Quasars can be used to verify the parallax zero-point of the Tycho-Gaia Astrometric Solution
Daniel Michalik, Lennart Lindegren

TL;DR
This paper demonstrates that quasars can be used to independently verify the Gaia parallax zero-point in early data releases by incorporating prior proper motion information, achieving high precision despite observational challenges.
Contribution
It introduces a method to use quasars with prior proper motion data to verify Gaia's parallax zero-point early in the mission, even with short observation intervals.
Findings
Parallax zero-point for quasars can be determined with a few microarcseconds uncertainty.
The method remains robust despite quasar proper motion variability and star contamination.
Verification is feasible with less than one year of Gaia data.

=-=-=-=-=

— What you need to do —
[A] In the paper summary, how much Gaia data is enough to make the verification feasible?
[B] From the paper summary, repeat the part starting with "Contribution" and going on through "and star contamination.".

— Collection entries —
=-=-=-=-=

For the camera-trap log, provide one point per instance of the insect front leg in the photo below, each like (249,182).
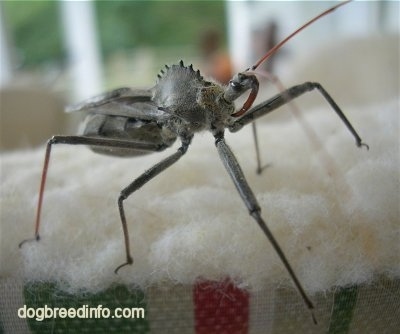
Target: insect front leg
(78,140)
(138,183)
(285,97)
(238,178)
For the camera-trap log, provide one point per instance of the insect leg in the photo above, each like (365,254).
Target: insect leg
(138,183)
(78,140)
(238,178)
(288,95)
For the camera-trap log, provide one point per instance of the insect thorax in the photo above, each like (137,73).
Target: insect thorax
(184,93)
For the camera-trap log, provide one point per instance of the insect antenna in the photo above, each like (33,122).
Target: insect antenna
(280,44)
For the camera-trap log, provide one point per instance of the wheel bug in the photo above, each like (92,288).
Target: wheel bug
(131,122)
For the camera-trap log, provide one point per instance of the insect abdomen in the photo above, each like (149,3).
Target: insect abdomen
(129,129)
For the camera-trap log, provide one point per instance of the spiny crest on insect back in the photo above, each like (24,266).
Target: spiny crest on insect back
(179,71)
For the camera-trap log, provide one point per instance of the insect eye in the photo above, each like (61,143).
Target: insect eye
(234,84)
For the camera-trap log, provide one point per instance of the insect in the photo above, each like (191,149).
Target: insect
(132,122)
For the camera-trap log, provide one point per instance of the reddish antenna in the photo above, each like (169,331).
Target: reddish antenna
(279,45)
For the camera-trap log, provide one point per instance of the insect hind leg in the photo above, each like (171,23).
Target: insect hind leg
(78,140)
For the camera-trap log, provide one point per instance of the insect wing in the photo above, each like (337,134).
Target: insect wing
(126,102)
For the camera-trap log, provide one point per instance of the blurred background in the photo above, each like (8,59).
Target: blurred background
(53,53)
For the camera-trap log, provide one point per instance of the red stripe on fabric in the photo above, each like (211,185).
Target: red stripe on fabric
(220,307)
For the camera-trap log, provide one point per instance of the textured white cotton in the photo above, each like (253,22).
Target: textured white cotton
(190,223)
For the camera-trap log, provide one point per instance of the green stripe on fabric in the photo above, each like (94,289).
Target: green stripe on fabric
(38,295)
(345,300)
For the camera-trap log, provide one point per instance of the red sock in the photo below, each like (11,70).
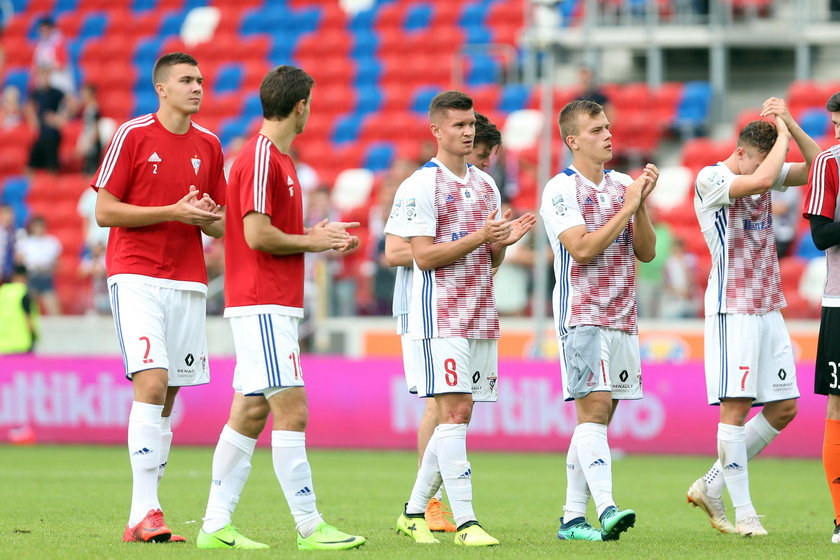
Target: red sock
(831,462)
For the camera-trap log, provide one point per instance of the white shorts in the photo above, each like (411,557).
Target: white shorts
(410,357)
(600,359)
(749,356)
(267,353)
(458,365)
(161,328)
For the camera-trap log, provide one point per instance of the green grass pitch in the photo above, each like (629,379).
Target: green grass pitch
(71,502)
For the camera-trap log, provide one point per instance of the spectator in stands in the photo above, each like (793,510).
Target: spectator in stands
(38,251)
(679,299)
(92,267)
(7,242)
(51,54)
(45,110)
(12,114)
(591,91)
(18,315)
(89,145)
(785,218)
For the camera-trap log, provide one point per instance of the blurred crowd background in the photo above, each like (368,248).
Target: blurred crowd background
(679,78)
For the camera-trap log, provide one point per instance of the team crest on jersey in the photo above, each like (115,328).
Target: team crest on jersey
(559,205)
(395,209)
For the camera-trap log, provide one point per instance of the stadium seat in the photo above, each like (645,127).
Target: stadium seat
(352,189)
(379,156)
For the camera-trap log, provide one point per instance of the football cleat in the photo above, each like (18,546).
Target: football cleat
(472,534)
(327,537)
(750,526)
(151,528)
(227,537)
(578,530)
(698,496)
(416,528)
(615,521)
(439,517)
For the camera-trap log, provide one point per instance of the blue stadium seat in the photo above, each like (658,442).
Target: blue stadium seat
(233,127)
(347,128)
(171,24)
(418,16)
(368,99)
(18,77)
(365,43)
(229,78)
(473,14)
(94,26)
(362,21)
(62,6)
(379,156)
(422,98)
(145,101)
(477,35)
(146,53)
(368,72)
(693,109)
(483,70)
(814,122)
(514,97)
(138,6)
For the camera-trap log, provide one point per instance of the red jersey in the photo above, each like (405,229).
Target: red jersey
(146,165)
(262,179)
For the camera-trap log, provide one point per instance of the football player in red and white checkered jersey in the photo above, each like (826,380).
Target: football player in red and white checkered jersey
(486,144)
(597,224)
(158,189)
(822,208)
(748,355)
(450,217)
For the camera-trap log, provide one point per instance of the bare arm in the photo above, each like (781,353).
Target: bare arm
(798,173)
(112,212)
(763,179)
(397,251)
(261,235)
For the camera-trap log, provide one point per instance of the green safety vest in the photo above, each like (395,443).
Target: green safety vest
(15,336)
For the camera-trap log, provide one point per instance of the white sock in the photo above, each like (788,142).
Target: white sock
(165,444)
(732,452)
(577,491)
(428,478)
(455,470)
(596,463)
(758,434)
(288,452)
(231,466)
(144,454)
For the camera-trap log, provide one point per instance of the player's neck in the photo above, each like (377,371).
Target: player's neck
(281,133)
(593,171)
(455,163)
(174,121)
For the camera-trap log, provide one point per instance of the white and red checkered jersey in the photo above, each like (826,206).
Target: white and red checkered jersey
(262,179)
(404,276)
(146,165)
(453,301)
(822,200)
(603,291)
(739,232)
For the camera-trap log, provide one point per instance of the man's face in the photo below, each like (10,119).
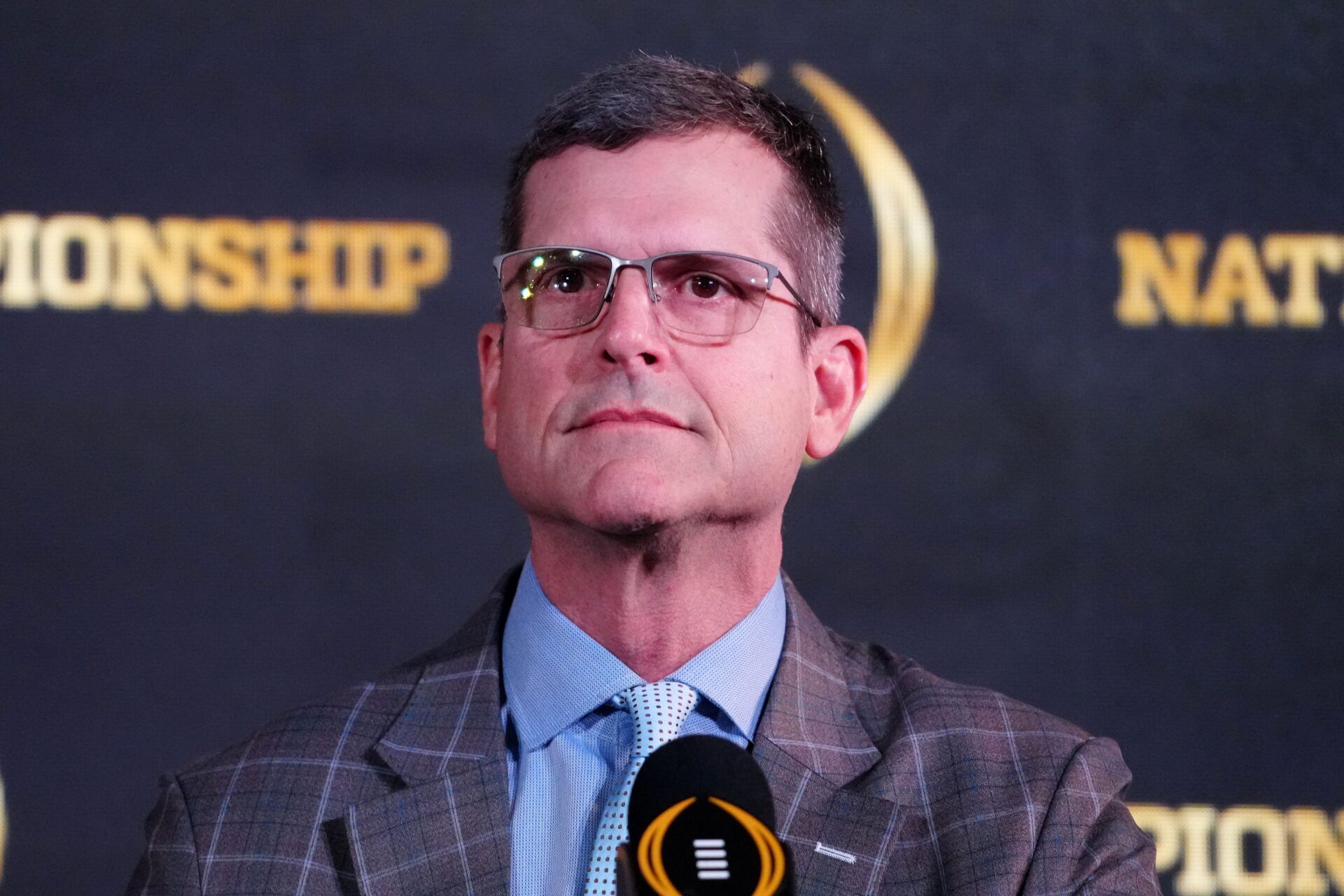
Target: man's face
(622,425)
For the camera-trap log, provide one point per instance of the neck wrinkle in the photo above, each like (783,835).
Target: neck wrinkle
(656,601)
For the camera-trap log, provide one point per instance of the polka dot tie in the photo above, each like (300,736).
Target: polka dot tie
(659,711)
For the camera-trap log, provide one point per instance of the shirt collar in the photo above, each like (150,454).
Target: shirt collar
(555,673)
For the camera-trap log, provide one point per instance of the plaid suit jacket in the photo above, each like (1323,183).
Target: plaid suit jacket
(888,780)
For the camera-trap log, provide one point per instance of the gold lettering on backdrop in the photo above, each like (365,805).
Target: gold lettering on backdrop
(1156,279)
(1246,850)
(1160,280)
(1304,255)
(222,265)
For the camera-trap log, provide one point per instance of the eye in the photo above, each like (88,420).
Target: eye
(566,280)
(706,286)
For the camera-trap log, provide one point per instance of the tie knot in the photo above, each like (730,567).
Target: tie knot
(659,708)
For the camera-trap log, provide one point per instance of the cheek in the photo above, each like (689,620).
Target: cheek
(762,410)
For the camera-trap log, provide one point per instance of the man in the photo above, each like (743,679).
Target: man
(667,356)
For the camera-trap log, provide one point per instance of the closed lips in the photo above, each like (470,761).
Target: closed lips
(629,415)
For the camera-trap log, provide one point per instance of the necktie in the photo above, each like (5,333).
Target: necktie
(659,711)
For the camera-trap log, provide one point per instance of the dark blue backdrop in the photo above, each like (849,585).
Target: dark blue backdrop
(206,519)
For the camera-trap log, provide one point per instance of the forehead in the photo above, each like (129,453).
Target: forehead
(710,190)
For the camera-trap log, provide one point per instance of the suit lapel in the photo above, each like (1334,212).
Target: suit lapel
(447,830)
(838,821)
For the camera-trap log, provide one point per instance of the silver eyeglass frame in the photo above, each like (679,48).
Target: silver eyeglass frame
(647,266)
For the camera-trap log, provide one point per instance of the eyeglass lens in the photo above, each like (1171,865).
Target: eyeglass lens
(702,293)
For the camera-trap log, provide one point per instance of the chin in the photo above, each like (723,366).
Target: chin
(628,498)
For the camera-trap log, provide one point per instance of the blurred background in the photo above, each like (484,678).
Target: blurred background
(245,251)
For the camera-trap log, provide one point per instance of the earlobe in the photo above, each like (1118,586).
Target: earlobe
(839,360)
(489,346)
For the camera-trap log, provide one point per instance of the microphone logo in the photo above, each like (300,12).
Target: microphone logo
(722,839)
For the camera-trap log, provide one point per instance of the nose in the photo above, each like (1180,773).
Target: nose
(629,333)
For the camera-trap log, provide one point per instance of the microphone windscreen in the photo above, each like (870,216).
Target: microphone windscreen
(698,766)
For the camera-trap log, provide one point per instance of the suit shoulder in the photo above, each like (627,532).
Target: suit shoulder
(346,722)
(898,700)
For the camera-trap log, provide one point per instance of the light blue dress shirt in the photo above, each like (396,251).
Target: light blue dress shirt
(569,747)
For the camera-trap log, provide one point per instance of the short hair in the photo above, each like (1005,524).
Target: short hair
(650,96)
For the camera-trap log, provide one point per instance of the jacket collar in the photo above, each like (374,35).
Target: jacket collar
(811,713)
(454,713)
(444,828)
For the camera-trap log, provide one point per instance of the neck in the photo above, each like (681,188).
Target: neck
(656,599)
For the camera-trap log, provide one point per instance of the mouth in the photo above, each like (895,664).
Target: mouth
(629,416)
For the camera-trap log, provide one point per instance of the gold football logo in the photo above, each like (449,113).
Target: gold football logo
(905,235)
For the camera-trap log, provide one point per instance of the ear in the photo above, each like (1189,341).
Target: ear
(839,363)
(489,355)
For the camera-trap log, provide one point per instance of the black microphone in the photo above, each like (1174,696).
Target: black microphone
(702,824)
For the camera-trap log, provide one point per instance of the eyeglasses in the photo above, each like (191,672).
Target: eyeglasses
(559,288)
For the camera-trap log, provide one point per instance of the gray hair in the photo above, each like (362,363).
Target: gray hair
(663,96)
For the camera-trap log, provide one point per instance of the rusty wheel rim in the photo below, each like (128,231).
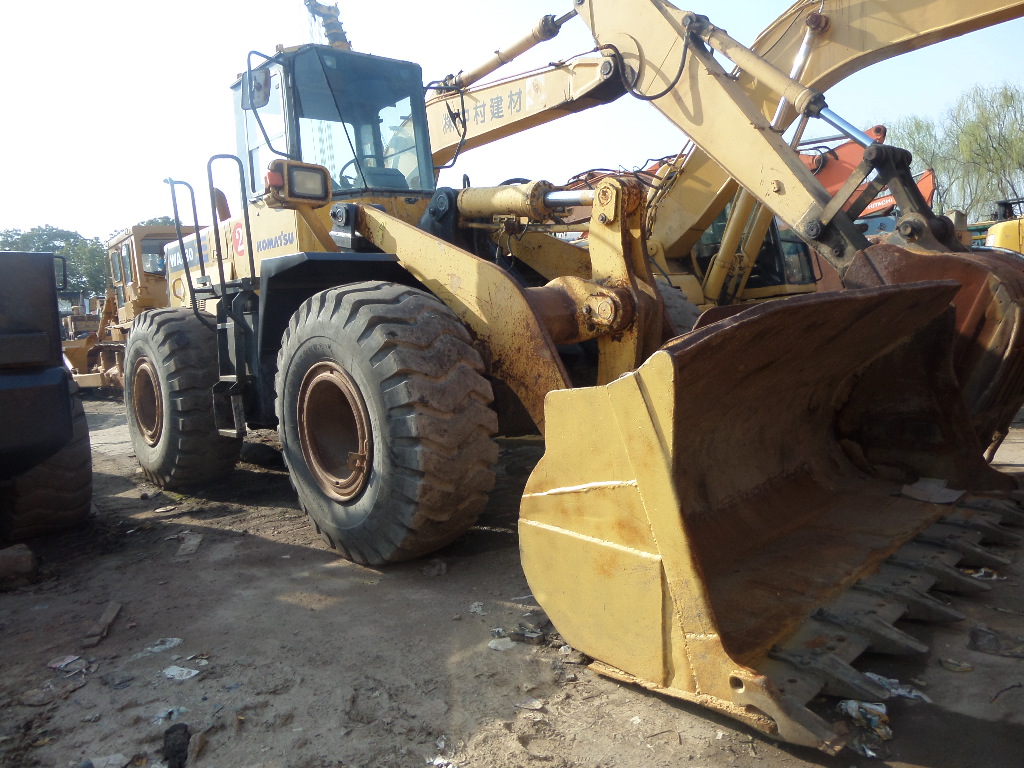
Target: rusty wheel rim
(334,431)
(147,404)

=-=-=-=-=

— Results of the exercise —
[A] Less than one year of Gaia data.

[B]
Contribution
It introduces a method to use quasars with prior proper motion data to verify Gaia's parallax zero-point early in the mission, even with short observation intervals.
Findings
Parallax zero-point for quasars can be determined with a few microarcseconds uncertainty.
The method remains robust despite quasar proper motion variability and star contamination.